▶ _Work item_
Leave out the pictures and transcribe every entry below exactly.

▶ _Collected data_
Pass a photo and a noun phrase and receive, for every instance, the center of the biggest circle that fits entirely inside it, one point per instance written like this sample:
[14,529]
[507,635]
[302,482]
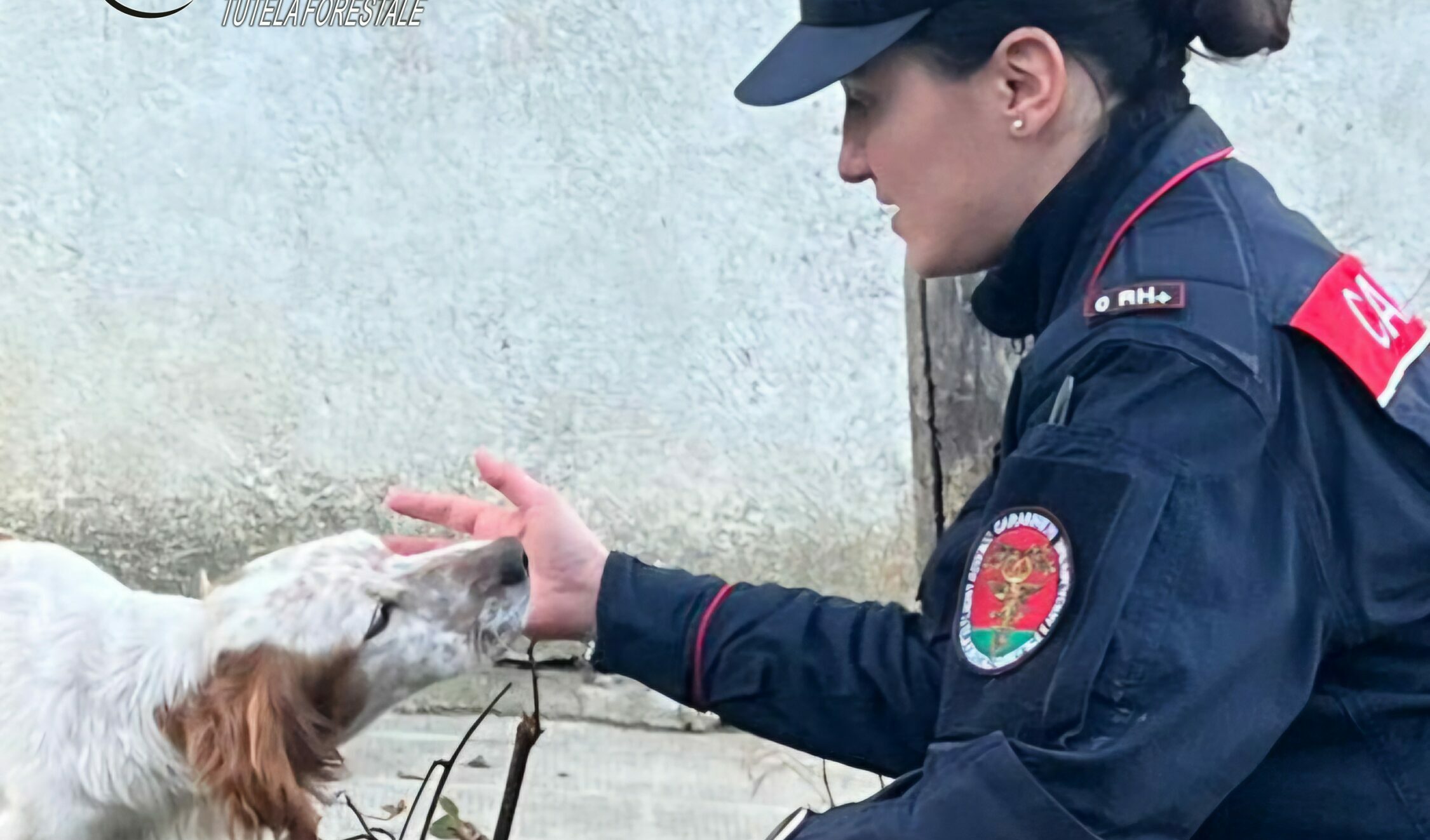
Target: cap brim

▶ _Completed task_
Pass a photo and a noun phrase and receive, for every instance, the center of the biggest circle that fits entirely inside it, one point per instance written like this sample:
[14,529]
[507,635]
[302,482]
Target: cap brim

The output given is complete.